**Excerpted text**:

- - - -

Hello everyone! I sure wish I would have known about this place befroe now, it would have saved some long nights. I am having probems with arrays. The situation is this read all the lines from a file and store it into an array. Once you do this, you have a character array. All your further operations should be done on the array. create a function called "Matcher". The Matcher function should go through the entire array and find how many times the string or character pattern 'aba' occurs in the entire array.
On finding a match, the program should display the index number of the array at which the string pattern started.
Once the search is complete, the program should display how many times it found the string or character pattern 'aba' in the entire array or more appropriately, in the file.
If the number of matches is zero, the program should output "Search String NOT found".
For programming purpose use this file( "file.txt"). I tried to write it with out any help and am finding I need some. I am a little older and you know what they say about teaching an old dog new tricks.

Post the code you've got between CODE tags. Quid pro quo.

#include<iostream>
#include<string>
#include<fstream>
using namespace std;


void main()
{
	int i;
	int a;
	int b;
	string until;
	int arrayj[50];
	cout<<"Jay Pilrose"<<endl;
	cout<<"00519995"<<endl;
	ifstream file1;
	file1.open("db.txt", ios::in);
	for (int k=0; k<50; k++)
	{
		file1 >> arrayj[k];
	}
	
	int count=0;
	int arrayi[50];
	for (i=0; i<50; i++)
	{
		while (i<50)
		{
			if(i=a)
			{
				i++;
				if(i=b)
				{
					i++;
					if(i=a)
					{
						cout<<"The sequence starts at  "<<endl;

					}
				}
			else
				i++; until; i=a;
			}
		}
	}


	

}

I am pretty sure this won't do what it is supposed to but it may do something.
Another try looked much the same but used && operators and compared them on the same line. I have a hard time knowing how and what to pass in a function. I would use a void function for the matcher part but I am not sure that is the best way to go about it.

>if(i=a)

This is assigning the value of a to i and then evaluating whether i is nonzero. Use if(i==a).

Why do you take input into an array of int if it is supposed to be an array of char?

>void main()

Use int main().

So by changing the int arrayj to char arrayj I will get characters instead of numbers? That was one problem I had with it. I am trying to use a book that uses all numbers in the examples but then asks you to use characters in the problems. Will the code that I have now work in a function?

I have many questions so please be patient. I am also looking in help as we speak.

- - - -

**Entries provided**:

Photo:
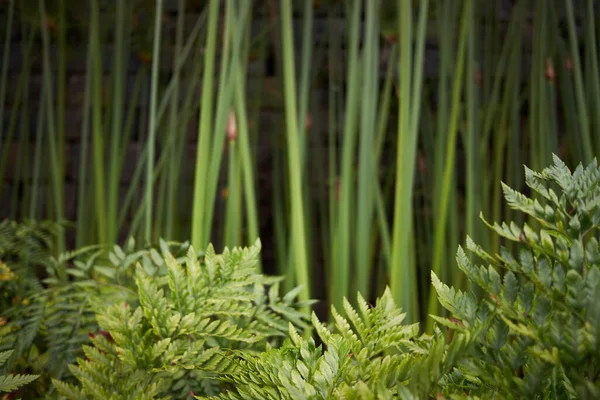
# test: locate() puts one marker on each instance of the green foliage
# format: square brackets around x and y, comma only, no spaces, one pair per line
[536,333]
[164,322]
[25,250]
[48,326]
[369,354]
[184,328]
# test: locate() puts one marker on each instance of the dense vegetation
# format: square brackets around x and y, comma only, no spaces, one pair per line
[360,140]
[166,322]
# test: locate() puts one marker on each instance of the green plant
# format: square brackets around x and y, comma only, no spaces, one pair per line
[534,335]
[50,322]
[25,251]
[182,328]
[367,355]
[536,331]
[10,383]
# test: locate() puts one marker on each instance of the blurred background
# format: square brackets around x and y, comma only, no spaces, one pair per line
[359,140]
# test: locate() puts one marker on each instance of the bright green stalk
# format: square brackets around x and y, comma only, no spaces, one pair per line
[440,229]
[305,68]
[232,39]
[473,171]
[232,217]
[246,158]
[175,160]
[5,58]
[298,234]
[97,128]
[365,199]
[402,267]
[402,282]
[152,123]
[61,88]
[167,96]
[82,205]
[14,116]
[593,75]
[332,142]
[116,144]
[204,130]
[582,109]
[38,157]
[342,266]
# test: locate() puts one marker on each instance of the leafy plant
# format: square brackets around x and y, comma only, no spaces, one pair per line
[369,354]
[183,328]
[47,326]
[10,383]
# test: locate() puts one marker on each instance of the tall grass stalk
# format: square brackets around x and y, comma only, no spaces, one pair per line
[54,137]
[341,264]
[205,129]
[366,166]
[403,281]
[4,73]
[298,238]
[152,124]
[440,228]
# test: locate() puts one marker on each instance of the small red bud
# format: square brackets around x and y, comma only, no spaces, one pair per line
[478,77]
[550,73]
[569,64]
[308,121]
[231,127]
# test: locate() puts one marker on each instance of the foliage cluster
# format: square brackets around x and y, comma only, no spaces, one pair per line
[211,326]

- - - -

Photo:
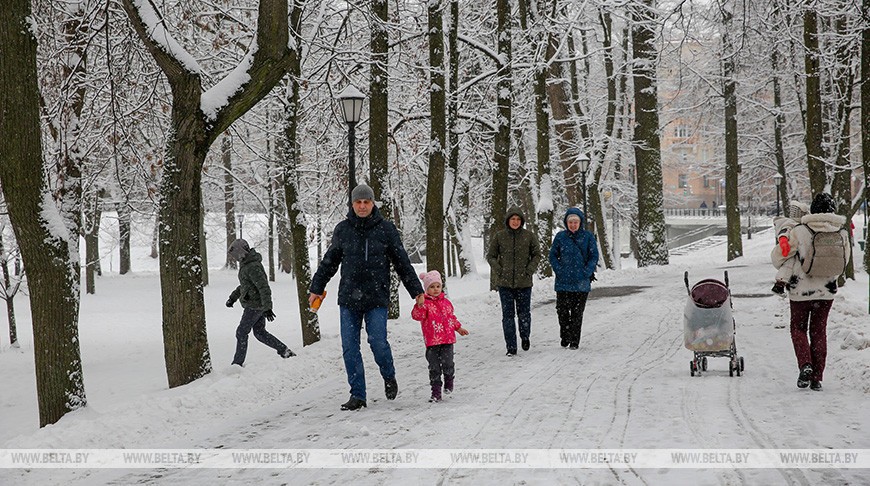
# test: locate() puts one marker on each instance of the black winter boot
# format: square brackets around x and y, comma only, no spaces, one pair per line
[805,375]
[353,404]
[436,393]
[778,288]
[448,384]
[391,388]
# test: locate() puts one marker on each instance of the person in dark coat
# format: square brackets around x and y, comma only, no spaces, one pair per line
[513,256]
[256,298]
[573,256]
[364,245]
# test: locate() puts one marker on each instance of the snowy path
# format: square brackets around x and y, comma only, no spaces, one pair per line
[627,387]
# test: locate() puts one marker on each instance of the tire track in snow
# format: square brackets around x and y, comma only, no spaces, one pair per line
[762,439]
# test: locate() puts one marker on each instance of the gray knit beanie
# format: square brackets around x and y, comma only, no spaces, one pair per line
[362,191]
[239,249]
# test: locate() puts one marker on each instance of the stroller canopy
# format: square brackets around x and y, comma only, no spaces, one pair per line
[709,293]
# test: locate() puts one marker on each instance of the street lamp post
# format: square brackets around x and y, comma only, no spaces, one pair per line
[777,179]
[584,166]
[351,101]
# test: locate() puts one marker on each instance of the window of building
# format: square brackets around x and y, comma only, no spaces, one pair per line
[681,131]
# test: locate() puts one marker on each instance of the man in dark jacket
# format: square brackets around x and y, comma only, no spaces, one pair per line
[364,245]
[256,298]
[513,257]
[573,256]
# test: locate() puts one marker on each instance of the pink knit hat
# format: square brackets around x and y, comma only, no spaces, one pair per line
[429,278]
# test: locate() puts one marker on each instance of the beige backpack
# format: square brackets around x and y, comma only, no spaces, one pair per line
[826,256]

- - - -

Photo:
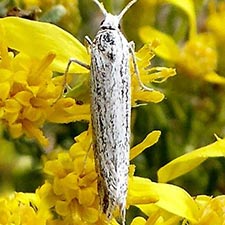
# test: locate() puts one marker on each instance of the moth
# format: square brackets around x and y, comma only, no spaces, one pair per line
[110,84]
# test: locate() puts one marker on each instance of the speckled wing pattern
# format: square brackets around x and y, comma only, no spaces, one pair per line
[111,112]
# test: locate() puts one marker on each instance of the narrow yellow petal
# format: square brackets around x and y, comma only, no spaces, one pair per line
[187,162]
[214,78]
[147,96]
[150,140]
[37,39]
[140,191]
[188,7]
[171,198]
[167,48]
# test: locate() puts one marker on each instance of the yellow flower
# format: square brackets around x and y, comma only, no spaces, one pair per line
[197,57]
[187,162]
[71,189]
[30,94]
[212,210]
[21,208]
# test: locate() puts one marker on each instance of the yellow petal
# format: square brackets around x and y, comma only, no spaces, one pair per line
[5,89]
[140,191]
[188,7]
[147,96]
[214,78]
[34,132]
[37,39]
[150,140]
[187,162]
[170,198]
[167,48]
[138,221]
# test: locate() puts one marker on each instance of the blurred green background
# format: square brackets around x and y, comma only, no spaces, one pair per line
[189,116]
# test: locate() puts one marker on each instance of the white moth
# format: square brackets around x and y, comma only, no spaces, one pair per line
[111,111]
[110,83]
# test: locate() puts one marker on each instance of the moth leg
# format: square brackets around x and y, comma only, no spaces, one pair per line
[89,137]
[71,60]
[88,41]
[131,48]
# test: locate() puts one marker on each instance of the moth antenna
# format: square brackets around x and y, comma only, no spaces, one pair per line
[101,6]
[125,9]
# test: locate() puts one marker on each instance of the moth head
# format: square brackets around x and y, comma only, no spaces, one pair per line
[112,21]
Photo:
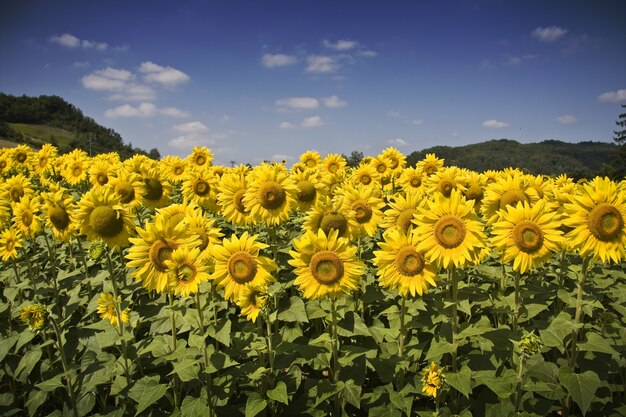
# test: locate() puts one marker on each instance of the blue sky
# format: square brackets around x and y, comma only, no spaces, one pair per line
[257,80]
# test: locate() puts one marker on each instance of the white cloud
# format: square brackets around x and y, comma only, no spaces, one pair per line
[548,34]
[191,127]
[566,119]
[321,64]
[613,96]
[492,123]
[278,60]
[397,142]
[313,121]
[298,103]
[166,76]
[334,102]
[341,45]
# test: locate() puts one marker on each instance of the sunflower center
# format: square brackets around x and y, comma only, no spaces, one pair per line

- - - -

**Activity**:
Carry on the forum thread about counting the pattern 'aba' in a character array, starting right after its final post.

**Response below**:
Try adding some debugging statments to help you as you go. Just use cout to display something you may be curious about. This will be one way to answer your own questions as you go.

Are you required to do user input char by char, or are you allowed to use other standard functions such as getline?

The book does't say to do it any special way it just says to load a file into an array and then use the array to do everything else. The file is supposed to be created in notepad. When you say debugging statements you mean like this //and the text following turns green.?

No. Debugging with cout would be like this:

#include <iostream>
#include <fstream>
#include <cstdio>
using namespace std;

char array [ 1000 ];

int main()
{
   ifstream file(__FILE__);
   const char seq[] = "123";
   file.getline(array, sizeof array, '\0');
   const size_t len  = strlen(array);
   cout << "len = " << len << endl; // DEBUG
   const size_t size = strlen(seq);
   cout << "size = " << size << endl; // DEBUG
   for ( size_t i = 0; i < len - 2; ++i )
   {
      if ( strncmp(&array[i], seq, size) == 0 )
      {
         cout << "The seq starts at " << i << endl;
         cout << &array[i] << endl;
         break;
      }
   }
   return 0;
}

They are extraneous lines that during development will at least tell you what is going on in a program at a certain point. And lines that are generally removed after you've debugged and gotten portions working.

In the above example, these two lines produce this output.

len = 616
size = 3

This can be helpful information while you're getting things working. For example, you might find that a buffer size of 50 is not big enough.

So they are lines that are not integral to the program but they output values? This book dosen't say anything about them. Those will be helpful, if I can get the program to work.